A series of records
------
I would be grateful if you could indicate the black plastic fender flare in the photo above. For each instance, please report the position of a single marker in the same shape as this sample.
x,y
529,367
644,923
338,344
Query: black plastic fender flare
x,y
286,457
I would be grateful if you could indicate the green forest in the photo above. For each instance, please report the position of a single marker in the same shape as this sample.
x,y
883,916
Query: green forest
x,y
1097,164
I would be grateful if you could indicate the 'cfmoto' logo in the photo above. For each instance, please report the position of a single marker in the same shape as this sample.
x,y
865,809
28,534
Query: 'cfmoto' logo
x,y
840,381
------
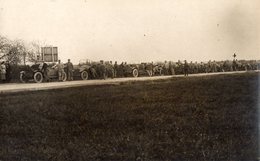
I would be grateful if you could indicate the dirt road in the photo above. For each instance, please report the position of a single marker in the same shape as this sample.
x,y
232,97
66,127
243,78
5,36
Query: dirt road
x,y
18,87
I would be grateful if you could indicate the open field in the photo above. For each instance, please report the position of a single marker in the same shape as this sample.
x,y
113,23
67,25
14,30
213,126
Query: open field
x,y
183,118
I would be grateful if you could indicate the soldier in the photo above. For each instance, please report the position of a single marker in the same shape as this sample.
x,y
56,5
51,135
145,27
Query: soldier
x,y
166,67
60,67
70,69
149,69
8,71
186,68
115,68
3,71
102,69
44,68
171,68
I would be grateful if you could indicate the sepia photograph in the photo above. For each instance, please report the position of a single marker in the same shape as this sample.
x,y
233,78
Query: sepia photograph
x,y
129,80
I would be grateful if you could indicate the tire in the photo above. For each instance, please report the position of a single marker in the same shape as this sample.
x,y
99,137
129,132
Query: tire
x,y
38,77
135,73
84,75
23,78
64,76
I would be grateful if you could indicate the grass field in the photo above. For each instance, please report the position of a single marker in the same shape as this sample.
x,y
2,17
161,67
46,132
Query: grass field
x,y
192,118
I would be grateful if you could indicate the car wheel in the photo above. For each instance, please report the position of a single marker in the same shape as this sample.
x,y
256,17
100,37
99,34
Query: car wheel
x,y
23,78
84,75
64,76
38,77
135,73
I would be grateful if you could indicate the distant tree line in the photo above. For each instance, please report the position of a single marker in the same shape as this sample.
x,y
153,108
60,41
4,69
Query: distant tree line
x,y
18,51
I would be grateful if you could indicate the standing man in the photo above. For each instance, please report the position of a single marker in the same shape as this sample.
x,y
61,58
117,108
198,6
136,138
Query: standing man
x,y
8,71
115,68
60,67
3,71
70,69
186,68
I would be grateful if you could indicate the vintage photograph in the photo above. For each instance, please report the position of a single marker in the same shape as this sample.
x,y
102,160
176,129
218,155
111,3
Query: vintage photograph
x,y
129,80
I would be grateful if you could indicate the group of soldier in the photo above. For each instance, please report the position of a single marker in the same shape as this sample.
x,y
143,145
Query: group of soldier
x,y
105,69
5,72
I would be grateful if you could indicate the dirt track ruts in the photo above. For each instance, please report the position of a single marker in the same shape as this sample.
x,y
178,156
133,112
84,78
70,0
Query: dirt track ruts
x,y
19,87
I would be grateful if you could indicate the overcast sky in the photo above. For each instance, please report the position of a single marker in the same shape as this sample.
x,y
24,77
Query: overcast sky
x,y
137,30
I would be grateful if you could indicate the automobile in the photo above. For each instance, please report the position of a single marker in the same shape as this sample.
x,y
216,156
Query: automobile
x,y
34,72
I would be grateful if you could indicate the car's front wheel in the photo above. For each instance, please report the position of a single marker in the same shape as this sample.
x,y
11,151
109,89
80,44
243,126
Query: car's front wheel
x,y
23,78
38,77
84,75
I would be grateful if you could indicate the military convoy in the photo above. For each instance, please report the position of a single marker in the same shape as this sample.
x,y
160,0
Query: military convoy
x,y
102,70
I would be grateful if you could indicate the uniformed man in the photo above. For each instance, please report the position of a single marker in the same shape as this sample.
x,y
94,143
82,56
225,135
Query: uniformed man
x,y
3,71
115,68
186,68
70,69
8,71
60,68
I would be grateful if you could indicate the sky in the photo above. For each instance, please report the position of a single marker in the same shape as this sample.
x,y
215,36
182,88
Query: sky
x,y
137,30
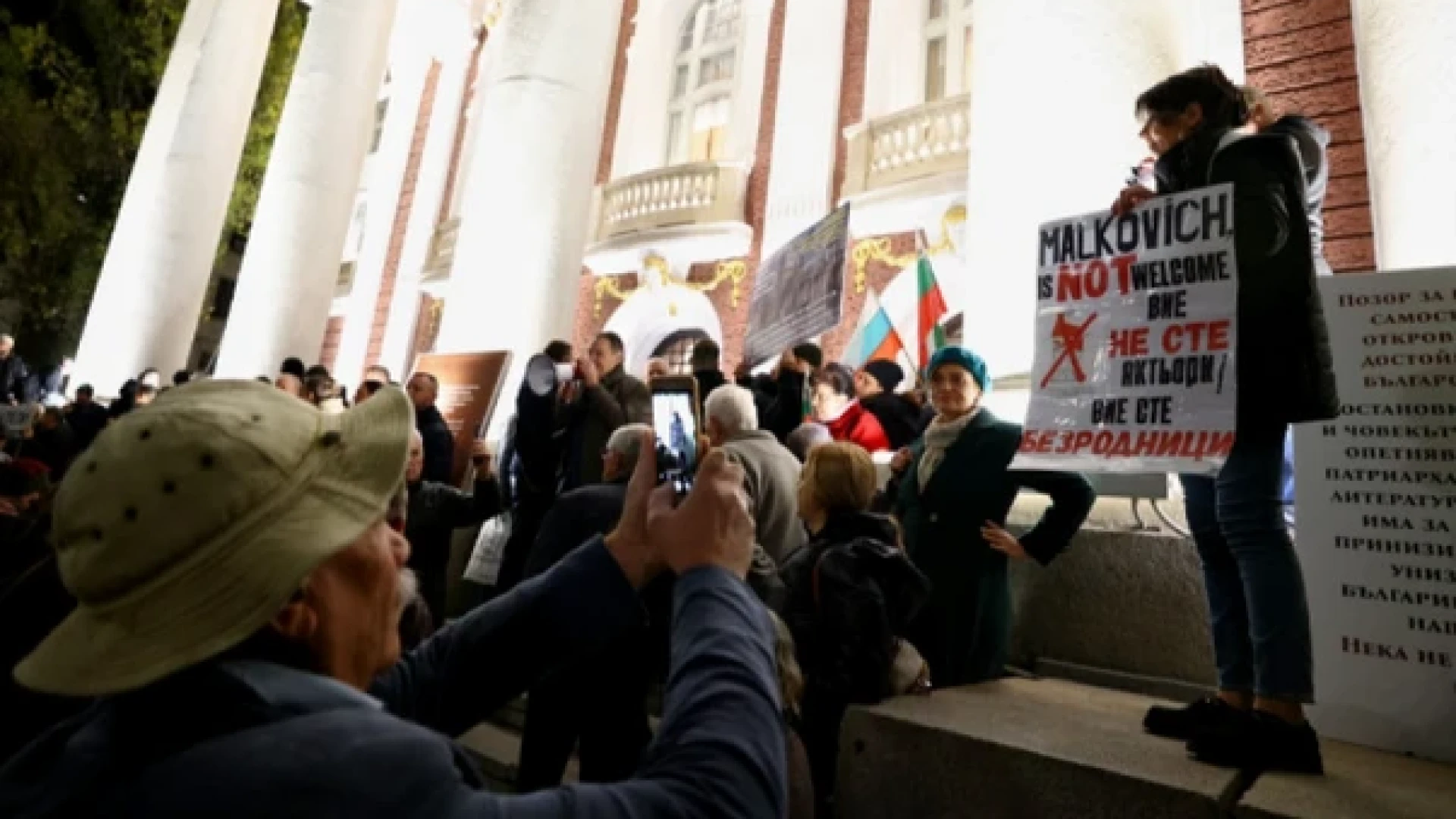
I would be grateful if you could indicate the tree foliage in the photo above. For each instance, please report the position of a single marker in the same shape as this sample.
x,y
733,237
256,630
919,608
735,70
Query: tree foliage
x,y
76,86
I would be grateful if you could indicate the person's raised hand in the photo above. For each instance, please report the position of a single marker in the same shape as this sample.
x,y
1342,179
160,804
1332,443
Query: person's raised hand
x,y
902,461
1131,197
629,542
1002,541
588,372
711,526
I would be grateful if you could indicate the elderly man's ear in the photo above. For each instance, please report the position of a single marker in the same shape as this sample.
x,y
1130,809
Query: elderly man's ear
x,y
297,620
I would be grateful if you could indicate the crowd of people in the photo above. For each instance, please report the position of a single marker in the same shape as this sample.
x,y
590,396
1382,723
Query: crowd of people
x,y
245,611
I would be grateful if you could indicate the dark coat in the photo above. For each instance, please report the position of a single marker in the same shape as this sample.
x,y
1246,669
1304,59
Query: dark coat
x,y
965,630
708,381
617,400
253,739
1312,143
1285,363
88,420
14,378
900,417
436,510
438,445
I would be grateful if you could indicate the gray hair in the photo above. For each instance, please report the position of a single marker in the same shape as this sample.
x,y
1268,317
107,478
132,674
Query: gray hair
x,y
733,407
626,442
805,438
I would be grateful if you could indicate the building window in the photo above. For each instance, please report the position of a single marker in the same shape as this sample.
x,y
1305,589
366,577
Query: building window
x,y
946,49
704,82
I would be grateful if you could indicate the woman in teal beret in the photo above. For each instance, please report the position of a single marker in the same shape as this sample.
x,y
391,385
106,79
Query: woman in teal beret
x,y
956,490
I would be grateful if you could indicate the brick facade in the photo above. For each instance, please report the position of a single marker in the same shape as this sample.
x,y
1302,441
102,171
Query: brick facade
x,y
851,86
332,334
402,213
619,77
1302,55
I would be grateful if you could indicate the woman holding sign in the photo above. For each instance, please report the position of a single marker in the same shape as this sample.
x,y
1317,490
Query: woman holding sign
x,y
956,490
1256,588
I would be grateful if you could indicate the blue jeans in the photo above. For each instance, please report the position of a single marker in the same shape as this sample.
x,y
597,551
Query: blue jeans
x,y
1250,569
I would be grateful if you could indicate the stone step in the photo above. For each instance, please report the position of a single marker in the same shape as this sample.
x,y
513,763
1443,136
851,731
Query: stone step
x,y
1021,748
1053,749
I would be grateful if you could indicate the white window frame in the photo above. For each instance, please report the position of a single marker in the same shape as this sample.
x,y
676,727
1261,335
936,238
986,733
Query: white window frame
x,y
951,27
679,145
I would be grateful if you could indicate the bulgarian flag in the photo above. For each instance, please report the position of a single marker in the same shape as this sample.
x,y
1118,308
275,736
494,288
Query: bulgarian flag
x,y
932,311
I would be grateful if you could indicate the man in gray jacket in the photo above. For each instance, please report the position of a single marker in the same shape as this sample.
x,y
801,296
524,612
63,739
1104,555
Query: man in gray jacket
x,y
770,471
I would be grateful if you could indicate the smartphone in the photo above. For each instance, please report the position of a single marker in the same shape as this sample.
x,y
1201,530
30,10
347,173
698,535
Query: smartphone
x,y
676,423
------
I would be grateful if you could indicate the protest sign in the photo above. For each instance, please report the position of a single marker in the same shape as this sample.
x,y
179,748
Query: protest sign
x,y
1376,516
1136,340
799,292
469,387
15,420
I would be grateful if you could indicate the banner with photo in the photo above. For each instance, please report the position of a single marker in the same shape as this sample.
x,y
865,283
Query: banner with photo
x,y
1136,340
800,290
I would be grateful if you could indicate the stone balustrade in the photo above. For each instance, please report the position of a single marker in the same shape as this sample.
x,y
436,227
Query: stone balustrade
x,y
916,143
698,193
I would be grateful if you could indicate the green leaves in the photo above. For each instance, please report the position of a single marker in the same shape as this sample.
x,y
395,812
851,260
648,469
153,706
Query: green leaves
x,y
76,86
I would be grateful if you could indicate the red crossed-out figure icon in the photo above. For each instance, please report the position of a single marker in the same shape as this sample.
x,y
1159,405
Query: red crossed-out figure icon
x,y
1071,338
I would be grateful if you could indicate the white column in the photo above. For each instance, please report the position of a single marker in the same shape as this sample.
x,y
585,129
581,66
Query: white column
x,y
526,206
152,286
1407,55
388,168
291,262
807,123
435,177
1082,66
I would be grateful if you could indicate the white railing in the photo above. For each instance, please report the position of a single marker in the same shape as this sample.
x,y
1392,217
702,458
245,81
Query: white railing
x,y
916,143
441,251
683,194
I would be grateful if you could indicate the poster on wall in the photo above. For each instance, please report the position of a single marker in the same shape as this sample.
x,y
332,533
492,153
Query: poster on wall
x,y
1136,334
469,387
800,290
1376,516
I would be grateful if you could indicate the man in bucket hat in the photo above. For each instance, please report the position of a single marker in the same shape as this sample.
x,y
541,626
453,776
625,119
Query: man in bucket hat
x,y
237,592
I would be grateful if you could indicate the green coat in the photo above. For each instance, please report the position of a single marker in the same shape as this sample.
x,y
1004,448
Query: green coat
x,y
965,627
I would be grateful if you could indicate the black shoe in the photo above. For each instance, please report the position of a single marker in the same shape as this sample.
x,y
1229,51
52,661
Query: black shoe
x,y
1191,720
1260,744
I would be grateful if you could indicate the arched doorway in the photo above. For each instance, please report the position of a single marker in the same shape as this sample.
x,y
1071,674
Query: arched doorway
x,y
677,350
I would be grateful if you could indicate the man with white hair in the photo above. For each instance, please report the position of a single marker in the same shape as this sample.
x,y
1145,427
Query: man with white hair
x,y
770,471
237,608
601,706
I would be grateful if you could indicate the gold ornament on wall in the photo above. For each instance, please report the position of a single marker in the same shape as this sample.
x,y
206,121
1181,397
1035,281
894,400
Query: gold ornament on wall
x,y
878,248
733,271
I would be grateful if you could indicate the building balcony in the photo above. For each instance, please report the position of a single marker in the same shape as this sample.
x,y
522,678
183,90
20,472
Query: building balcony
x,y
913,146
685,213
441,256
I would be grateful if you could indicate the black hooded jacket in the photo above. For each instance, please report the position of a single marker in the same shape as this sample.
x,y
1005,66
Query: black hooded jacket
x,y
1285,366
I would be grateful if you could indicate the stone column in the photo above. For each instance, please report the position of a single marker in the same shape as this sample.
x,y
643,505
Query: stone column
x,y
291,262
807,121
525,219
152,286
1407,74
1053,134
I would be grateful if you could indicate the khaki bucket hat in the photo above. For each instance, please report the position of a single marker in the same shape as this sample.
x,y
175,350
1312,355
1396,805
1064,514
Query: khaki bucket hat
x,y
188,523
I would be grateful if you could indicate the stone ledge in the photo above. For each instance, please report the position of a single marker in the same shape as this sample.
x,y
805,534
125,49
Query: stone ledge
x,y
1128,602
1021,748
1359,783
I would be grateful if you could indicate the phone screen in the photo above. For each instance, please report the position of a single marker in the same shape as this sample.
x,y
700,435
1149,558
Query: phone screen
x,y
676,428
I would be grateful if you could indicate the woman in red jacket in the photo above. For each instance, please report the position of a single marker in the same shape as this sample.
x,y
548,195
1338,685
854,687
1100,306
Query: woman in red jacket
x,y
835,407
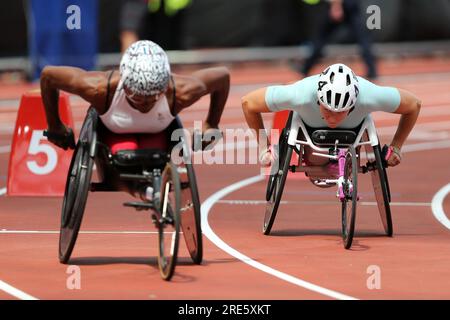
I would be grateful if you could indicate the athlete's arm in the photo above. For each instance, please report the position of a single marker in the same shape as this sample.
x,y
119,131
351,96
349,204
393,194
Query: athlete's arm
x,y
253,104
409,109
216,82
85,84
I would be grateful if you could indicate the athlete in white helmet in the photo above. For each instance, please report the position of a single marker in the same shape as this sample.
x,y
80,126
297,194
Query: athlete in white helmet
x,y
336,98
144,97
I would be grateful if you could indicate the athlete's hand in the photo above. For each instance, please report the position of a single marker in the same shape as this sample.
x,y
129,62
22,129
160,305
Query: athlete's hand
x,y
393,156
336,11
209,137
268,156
------
Identify each line above that contains the word "with", and copy those lines in full. Treat the match as case-sensitive.

> **Answer for this exercise**:
I would be grateful if you could indicate the banner with photo in the photo above. For each instance, please report the position of a single marker in the same shape as this sample.
Query: banner with photo
I would be grateful if you could indicate the man with white hair in the photo above. For each instance, please report the position of a single marker in the same shape as this sample.
Query: man with white hair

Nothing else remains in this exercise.